_Extrait du texte_.
Les deux dernières productions de Raoul Peck, le documentaire sur James Baldwin intitulé I Am Not Your Negro et la fiction Le jeune Karl Marx, ont été réalisées à la même période et sont liées en quelque sorte, selon le cinéaste. James Baldwin aurait lui-même été influencé par Karl Marx. Stéphan Bureau rencontre le plus célèbre réalisateur haïtien.
« Baldwin lui-même, dans sa manière d’analyser, a eu des références marxistes, explique Raoul Peck, dans sa lecture de la société, dans sa lecture de la communication idéologique, dans sa critique du cinéma américain. »
Né à Port-au-Prince en 1953 et établi au Congo à l’âge de 9 ans, Raoul Peck, s’est aujourd’hui donné la mission d’offrir aux gens des outils pour comprendre le monde actuel. Il aimerait donner aux nouvelles générations une perspective historique sur notre avenir. Pour lui, la philosophie et le militantisme de Karl Marx au sujet de l’économie au 19e siècle en Europe et la pensée de James Baldwin, un des grands penseurs de la libération des Noirs américains du 20e siècle, sont complémentaires.
Les films que Raoul Peck a réalisés sur ces deux grands personnages de l’histoire moderne auraient ainsi été créés par la même impulsion, voulant ainsi offrir « les instruments pour pouvoir trouver les réponses et pouvoir analyser ce qui se passe ».
Comment donner à une jeunesse aujourd’hui les instruments dont j’ai eu le privilège d’hériter?
Après s’être installé avec sa famille au Congo nouvellement indépendant, pour le travail de son père, il passe une bonne partie de son adolescence exilé à New York. Très engagé, le cinéaste retourne en Haïti en 1986, à la fin de la dictature. Il a également été ministre de la Culture en Haïti de 1995 à 1997 et a réalisé près d’une vingtaine de longs métrages pour le cinéma et la télévision, notamment Lumumba, Sometimes in April et le documentaire Assistance mortelle, qui ont reçu de nombreux prix. Il est aussi, depuis 2010, président de l’École nationale supérieure des métiers de l’image et du son, La Fémis, à Paris.
Non seulement Karl Marx et James Baldwin ont des choses à nous dire, ils parlent aussi de choses fondamentalement contemporaines, raconte Raoul Peck. « L’idée, c’est de voir comment trouver des concordances pour un jeune d’aujourd’hui », précise-t-il.

_Données d'entrée_.
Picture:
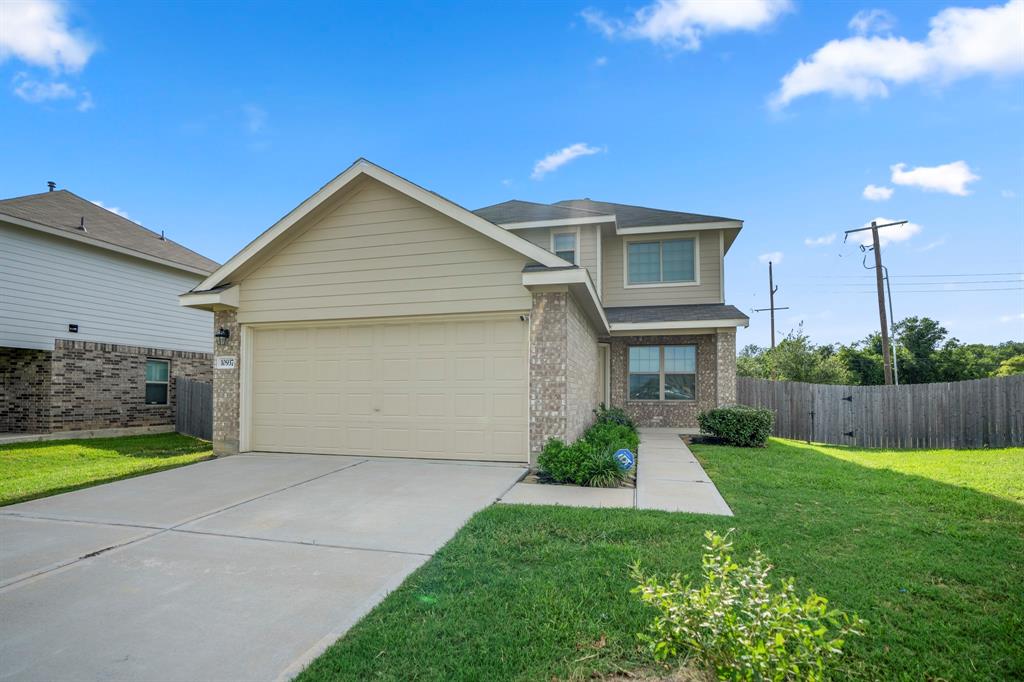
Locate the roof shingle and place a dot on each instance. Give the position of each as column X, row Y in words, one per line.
column 65, row 211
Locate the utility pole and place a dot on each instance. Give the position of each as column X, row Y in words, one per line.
column 771, row 304
column 880, row 288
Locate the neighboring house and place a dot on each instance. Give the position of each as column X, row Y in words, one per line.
column 380, row 318
column 91, row 334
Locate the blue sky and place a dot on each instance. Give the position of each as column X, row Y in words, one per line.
column 212, row 120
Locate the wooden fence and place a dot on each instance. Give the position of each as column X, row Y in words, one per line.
column 982, row 413
column 194, row 411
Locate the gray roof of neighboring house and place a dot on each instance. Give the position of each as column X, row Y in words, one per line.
column 639, row 216
column 517, row 211
column 626, row 215
column 691, row 312
column 64, row 210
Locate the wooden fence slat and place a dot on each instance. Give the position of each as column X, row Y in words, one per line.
column 979, row 413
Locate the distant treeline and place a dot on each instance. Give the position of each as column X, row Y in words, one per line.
column 925, row 354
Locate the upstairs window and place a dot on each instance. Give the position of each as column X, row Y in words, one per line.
column 660, row 262
column 663, row 373
column 157, row 378
column 564, row 246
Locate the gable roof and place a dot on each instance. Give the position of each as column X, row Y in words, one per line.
column 61, row 213
column 628, row 215
column 519, row 211
column 364, row 168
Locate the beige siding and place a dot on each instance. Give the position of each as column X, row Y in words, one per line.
column 380, row 253
column 588, row 244
column 709, row 291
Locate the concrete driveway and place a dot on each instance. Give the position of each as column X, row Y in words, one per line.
column 239, row 568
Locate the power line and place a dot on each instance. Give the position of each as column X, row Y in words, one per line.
column 930, row 291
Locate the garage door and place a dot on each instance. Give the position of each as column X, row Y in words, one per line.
column 444, row 387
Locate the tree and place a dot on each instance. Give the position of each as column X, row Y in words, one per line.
column 920, row 338
column 1011, row 366
column 794, row 358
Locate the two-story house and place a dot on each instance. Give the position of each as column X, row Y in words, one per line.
column 92, row 339
column 381, row 318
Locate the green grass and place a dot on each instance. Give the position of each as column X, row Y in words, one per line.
column 928, row 546
column 31, row 470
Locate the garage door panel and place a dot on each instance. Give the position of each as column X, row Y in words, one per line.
column 445, row 388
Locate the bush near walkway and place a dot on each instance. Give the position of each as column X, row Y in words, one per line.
column 30, row 470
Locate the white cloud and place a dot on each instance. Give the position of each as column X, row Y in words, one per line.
column 255, row 119
column 37, row 33
column 951, row 178
column 820, row 241
column 112, row 209
column 962, row 42
column 871, row 20
column 876, row 194
column 889, row 235
column 683, row 24
column 36, row 92
column 554, row 161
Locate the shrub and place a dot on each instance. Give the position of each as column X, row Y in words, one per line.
column 739, row 625
column 605, row 415
column 604, row 434
column 738, row 425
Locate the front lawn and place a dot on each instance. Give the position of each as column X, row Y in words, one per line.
column 927, row 546
column 30, row 470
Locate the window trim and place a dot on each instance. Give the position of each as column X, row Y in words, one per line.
column 567, row 230
column 660, row 374
column 660, row 285
column 167, row 383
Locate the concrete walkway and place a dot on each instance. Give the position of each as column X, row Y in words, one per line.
column 669, row 478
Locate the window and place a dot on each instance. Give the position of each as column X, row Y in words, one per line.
column 667, row 261
column 157, row 377
column 564, row 245
column 663, row 373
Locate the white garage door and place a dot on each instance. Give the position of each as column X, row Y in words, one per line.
column 437, row 387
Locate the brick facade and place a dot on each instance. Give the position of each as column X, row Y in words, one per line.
column 726, row 366
column 564, row 375
column 25, row 390
column 225, row 386
column 681, row 414
column 83, row 385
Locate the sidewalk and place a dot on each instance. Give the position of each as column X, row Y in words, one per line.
column 669, row 478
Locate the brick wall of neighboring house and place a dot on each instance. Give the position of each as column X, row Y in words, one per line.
column 682, row 414
column 102, row 385
column 225, row 386
column 547, row 369
column 726, row 366
column 584, row 387
column 25, row 390
column 563, row 370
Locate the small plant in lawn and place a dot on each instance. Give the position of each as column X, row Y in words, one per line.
column 738, row 425
column 739, row 625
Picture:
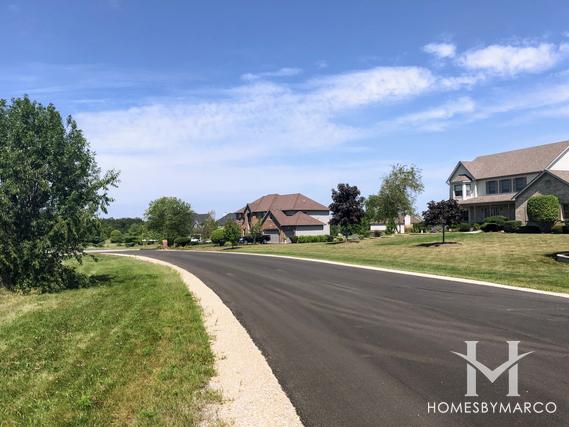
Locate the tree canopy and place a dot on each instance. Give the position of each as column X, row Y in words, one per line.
column 397, row 195
column 231, row 232
column 443, row 213
column 51, row 191
column 347, row 207
column 169, row 218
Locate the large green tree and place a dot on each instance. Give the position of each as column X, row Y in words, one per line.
column 347, row 208
column 169, row 218
column 51, row 190
column 397, row 195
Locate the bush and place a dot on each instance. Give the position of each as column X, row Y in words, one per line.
column 116, row 236
column 419, row 228
column 490, row 227
column 182, row 241
column 218, row 237
column 311, row 239
column 529, row 229
column 496, row 219
column 543, row 210
column 512, row 226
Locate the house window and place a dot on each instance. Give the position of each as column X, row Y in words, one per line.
column 520, row 183
column 457, row 190
column 505, row 186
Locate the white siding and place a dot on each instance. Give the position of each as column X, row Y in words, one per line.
column 562, row 163
column 311, row 230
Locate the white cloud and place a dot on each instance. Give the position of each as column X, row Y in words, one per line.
column 440, row 50
column 283, row 72
column 441, row 113
column 512, row 60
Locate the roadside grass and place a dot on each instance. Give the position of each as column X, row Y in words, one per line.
column 524, row 260
column 132, row 350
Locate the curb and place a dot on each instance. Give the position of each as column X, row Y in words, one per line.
column 408, row 273
column 252, row 395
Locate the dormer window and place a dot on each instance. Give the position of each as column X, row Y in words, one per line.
column 457, row 190
column 505, row 186
column 520, row 183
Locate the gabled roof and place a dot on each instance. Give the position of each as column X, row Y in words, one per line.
column 200, row 218
column 299, row 218
column 489, row 198
column 561, row 175
column 516, row 162
column 285, row 202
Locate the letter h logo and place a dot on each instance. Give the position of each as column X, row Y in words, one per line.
column 511, row 365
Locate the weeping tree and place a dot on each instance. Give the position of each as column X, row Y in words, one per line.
column 51, row 191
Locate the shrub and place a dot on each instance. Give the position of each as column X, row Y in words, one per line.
column 496, row 219
column 218, row 237
column 182, row 241
column 491, row 227
column 512, row 226
column 529, row 229
column 311, row 239
column 419, row 228
column 116, row 236
column 543, row 210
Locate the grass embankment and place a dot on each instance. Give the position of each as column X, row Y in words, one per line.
column 516, row 259
column 132, row 350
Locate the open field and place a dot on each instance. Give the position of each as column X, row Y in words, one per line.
column 131, row 350
column 515, row 259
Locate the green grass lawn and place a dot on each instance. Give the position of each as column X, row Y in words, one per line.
column 515, row 259
column 131, row 350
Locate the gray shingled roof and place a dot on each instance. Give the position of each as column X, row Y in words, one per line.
column 516, row 162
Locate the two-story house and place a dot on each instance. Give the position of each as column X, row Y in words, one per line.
column 501, row 184
column 283, row 216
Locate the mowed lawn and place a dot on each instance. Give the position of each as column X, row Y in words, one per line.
column 516, row 259
column 130, row 350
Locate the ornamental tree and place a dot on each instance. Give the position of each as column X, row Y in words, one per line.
column 51, row 191
column 544, row 210
column 347, row 207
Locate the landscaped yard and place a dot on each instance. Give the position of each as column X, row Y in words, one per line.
column 130, row 350
column 516, row 259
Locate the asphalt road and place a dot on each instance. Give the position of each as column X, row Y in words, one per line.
column 354, row 347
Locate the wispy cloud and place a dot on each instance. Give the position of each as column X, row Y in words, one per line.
column 283, row 72
column 512, row 60
column 441, row 50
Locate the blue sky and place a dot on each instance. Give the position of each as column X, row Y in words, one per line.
column 220, row 102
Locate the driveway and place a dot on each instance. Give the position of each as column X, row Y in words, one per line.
column 355, row 347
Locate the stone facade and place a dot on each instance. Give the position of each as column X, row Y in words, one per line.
column 546, row 184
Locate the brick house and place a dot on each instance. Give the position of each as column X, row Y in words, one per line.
column 283, row 216
column 501, row 184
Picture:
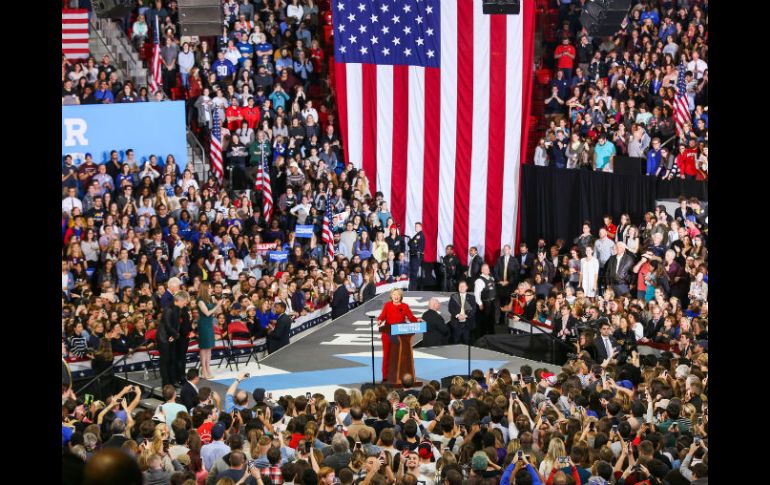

_Travail demandé_.
1. Pouvez-vous reproduire à l'identique le passage de l'extrait sur Raoul Peck qui s'ouvre sur les mots contenant « Après s’être installé » et se clôt sur « Fémis, à Paris. » ?
2. Dans la liste, remplacez « place a dot » par « put a mark » sans rien modifier d'autre, puis redonnez uniquement la partie qui part du début de la liste et s'achève sur la ligne contenant « column 194, row 411 », ces deux bornes comprises. Laissez les images de côté.

_Liste des réponses_.
1.
Après s’être installé avec sa famille au Congo nouvellement indépendant, pour le travail de son père, il passe une bonne partie de son adolescence exilé à New York. Très engagé, le cinéaste retourne en Haïti en 1986, à la fin de la dictature. Il a également été ministre de la Culture en Haïti de 1995 à 1997 et a réalisé près d’une vingtaine de longs métrages pour le cinéma et la télévision, notamment Lumumba, Sometimes in April et le documentaire Assistance mortelle, qui ont reçu de nombreux prix. Il est aussi, depuis 2010, président de l’École nationale supérieure des métiers de l’image et du son, La Fémis, à Paris.

2.
Picture:
Locate the roof shingle and put a mark on each instance. Give the position of each as column X, row Y in words, one per line.
column 65, row 211
Locate the utility pole and put a mark on each instance. Give the position of each as column X, row Y in words, one per line.
column 771, row 304
column 880, row 288
Locate the neighboring house and put a mark on each instance. Give the position of each as column X, row Y in words, one per line.
column 380, row 318
column 91, row 334
Locate the blue sky and put a mark on each instance. Give the position of each as column X, row Y in words, one per line.
column 212, row 120
Locate the wooden fence and put a mark on each instance. Give the position of each as column X, row Y in words, one per line.
column 982, row 413
column 194, row 411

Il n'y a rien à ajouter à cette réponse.